§ **Do this**
Please copy out the entries below, changing every "put a pin on each instance" to "mark every occurrence" and leaving all else untouched. Omit the pictures.

§ **Data for this exercise**
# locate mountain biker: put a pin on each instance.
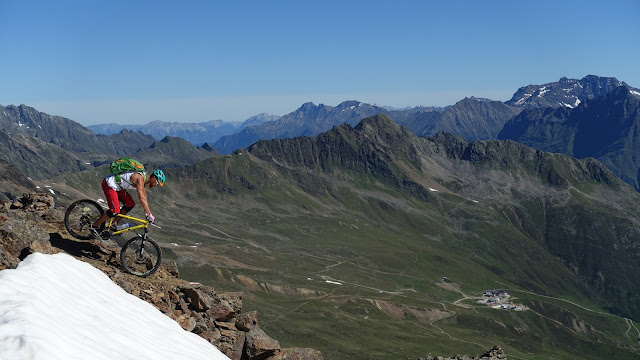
(117, 192)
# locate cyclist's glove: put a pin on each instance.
(150, 218)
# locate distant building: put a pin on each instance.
(494, 293)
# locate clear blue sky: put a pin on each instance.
(132, 62)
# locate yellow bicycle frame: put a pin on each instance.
(144, 224)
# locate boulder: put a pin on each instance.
(297, 354)
(247, 321)
(259, 345)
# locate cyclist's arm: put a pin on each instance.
(138, 181)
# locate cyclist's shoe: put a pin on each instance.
(105, 234)
(95, 232)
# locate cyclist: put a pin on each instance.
(117, 192)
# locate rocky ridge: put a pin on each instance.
(32, 223)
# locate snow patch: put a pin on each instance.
(543, 90)
(57, 307)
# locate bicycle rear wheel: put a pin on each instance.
(141, 256)
(80, 216)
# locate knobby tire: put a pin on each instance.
(150, 261)
(80, 216)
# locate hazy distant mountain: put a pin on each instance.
(66, 133)
(195, 133)
(43, 146)
(564, 93)
(606, 128)
(172, 152)
(308, 120)
(470, 118)
(259, 119)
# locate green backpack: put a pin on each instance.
(124, 165)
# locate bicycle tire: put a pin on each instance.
(79, 217)
(140, 266)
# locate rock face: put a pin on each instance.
(31, 223)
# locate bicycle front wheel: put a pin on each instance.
(80, 216)
(141, 256)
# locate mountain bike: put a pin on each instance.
(139, 256)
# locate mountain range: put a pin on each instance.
(195, 133)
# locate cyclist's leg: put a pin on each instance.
(127, 202)
(112, 202)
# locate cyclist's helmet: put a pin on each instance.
(159, 174)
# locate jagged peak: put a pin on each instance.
(379, 121)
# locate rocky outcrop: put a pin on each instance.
(31, 224)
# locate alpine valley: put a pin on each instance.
(373, 233)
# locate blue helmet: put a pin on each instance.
(159, 174)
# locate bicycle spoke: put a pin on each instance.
(140, 257)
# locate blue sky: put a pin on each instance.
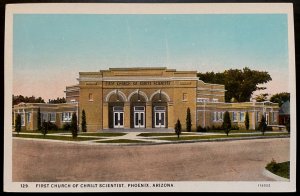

§ **Result**
# locate mountain biker: mark every occurrence.
(117, 192)
# locate cyclist's glove: mark every occurrence.
(150, 218)
# locate distant building: mark every occurrence.
(494, 293)
# locate clear blue sky: mark every occurrence.
(132, 62)
# locate yellow bicycle frame: mark every occurrence.
(144, 224)
# locate boulder: mark every occurrence.
(297, 354)
(247, 321)
(259, 345)
# locate cyclist's arm: mark every occurrence.
(138, 181)
# locate cyclist's shoe: mark every occurrence.
(105, 234)
(95, 232)
# locate cyclist: mark every occurrence.
(117, 192)
# locate rocky ridge: mark every occurrence.
(32, 223)
# locate snow patch: mark every occurrence.
(543, 90)
(57, 307)
# locate bicycle rear wheel: mark every occurrence.
(141, 256)
(80, 216)
# locate knobby tire: mark every occurrence.
(150, 261)
(80, 216)
# locate hazy distant mountain: mark every occurrence.
(66, 133)
(195, 133)
(43, 146)
(564, 93)
(606, 128)
(172, 152)
(308, 120)
(470, 118)
(259, 119)
# locate green backpack: mark every occurrence.
(124, 165)
# locate bicycle tire: mark every occurrence.
(79, 217)
(140, 266)
# locate rock face: mark every occurrence.
(31, 223)
# locate bicycle front wheel: mark every occurrence.
(80, 216)
(141, 256)
# locate mountain bike: mark every occurrence.
(139, 256)
# locate mountain range: mark every occurrence.
(195, 133)
# locate cyclist's leg: mark every occurrence.
(127, 202)
(112, 202)
# locate cyclist's helmet: mark every occurrence.
(159, 174)
# locate jagged peak: mark every occurrence.
(379, 121)
# locate rocky outcrop: mark every occurrence.
(31, 224)
# locate alpine valley: mark every occurrence.
(373, 233)
# locate blue helmet: mark every occurrence.
(159, 174)
# locate bicycle spoke: mark every occurrence.
(140, 257)
# locate blue sky: mark every occurrence.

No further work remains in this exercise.